Dataset records about object locations
## begin

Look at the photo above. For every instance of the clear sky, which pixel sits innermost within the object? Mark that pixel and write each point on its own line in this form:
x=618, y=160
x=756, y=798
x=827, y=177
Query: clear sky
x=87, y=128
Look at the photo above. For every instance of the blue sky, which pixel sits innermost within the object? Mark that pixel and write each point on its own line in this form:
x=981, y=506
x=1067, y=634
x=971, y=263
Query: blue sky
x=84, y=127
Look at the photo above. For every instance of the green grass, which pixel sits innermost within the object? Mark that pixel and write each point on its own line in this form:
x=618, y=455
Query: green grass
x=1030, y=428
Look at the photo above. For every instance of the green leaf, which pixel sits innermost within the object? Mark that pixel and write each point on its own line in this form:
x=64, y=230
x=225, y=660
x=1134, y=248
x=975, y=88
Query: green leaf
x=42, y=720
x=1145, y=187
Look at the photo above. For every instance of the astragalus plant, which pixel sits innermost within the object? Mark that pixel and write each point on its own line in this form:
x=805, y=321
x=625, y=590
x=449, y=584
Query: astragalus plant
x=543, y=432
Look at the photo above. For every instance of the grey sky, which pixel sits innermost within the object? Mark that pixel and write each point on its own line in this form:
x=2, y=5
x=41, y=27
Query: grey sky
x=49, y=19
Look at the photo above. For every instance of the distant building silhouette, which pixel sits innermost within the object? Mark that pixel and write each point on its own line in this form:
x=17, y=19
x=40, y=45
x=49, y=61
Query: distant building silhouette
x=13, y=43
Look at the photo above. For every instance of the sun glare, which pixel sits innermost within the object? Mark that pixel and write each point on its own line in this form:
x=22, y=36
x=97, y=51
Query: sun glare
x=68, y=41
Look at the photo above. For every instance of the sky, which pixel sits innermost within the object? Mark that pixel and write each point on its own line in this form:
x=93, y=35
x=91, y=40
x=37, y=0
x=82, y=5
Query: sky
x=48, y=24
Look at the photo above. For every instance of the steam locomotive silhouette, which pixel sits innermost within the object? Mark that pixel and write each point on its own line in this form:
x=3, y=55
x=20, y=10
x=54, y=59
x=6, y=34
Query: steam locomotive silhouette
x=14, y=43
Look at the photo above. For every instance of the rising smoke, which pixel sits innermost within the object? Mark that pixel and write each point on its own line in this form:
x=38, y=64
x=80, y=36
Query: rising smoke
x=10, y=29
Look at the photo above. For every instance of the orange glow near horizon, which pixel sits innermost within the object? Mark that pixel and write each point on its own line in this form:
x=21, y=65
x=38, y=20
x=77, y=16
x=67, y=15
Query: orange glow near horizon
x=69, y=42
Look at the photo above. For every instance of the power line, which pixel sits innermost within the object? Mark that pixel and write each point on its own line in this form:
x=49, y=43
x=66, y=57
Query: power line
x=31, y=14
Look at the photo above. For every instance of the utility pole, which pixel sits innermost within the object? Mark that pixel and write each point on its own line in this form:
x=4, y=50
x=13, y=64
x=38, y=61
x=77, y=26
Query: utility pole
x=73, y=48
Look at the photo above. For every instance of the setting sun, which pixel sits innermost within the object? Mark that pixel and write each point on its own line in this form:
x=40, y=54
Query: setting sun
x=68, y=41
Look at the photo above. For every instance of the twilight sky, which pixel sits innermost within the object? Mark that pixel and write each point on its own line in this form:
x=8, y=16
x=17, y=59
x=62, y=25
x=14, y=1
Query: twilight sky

## end

* [Challenge] Print the records once more, exactly as they were given.

* [Expected output]
Look at the photo above. For every instance of the clear sky, which pixel sits innermost within the object? Mark that pixel and write each point on its own line in this form:
x=618, y=160
x=756, y=798
x=827, y=177
Query: clear sky
x=87, y=128
Look at the photo above. For every instance of the blue sky, which pixel sits innermost within the object? Mark that pixel and write each point on its own line in this form:
x=981, y=506
x=1067, y=634
x=971, y=263
Query: blue sky
x=84, y=127
Look at the photo above. For every instance of the green grass, which pixel sits innermost within the object? Mark that pixel and write each point on its own line in this form:
x=618, y=455
Query: green grass
x=1030, y=428
Look at the photo above. For every instance of the green leaf, which pixel sits innermost within the object? Mark that pixel and write each point on its own line in this form:
x=64, y=230
x=225, y=660
x=1134, y=248
x=975, y=88
Query: green leaf
x=42, y=720
x=1145, y=187
Look at the photo above. For every instance of the astragalus plant, which pixel sits innermost within the object? Mark that pixel and write each point on its own line in this form:
x=805, y=321
x=625, y=590
x=449, y=584
Query: astragalus plant
x=543, y=432
Look at the photo above. For every instance of the grey sky, which pixel sits innermost within the object? Mark that pixel and write each point on its own line in this form:
x=2, y=5
x=41, y=27
Query: grey sky
x=49, y=19
Look at the photo above. For every instance of the distant building silhouette, which pixel sits innermost within the object? Mark that pixel and write each point on its own line in this form:
x=17, y=19
x=40, y=45
x=49, y=61
Query: distant building silhouette
x=13, y=43
Look at the photo above. For every instance of the sun glare, which pixel sits innermost within the object? Mark that pixel and write each point on its own line in this form:
x=22, y=36
x=97, y=51
Query: sun glare
x=68, y=41
Look at the photo above. For every instance of the sky, which pixel sits innermost within the object? Mark that pixel and write each point on its own line in this form:
x=93, y=35
x=91, y=40
x=37, y=0
x=82, y=5
Query: sky
x=48, y=24
Look at the photo above. For every instance of the steam locomotive silhouette, which pixel sits innermost within the object? Mark that pixel and write each point on its own line in this form:
x=3, y=55
x=20, y=10
x=54, y=59
x=6, y=34
Query: steam locomotive silhouette
x=14, y=43
Look at the photo above. For every instance of the rising smoke, which pixel sits innermost within the object? Mark that pixel and write each point on its own line in this form:
x=38, y=64
x=80, y=36
Query: rising smoke
x=10, y=29
Look at the photo above. For every instance of the orange glow near horizon, which pixel sits innermost within the object? Mark that pixel and write each point on its own line in this form:
x=21, y=65
x=38, y=20
x=77, y=16
x=67, y=15
Query: orange glow near horizon
x=69, y=42
Look at the photo above. For every instance of the power line, which pixel sits innermost within the object? Mark that pixel and write each point on its own line in this form:
x=49, y=43
x=66, y=57
Query: power line
x=31, y=14
Look at the photo above. For every instance of the utility pole, which pixel sits innermost within the object? Mark that pixel and write each point on its own line in this form:
x=4, y=50
x=13, y=64
x=38, y=61
x=77, y=26
Query: utility pole
x=73, y=48
Look at the photo above. For every instance of the setting sun, which pixel sits innermost within the object? Mark that pixel and write each point on its own line in this form:
x=40, y=54
Query: setting sun
x=68, y=41
Look at the photo above. For every instance of the twilight sky, which pixel sits innermost within the object? Mark that pixel and write each point on its own line in this form:
x=8, y=16
x=17, y=59
x=62, y=25
x=14, y=1
Query: twilight sky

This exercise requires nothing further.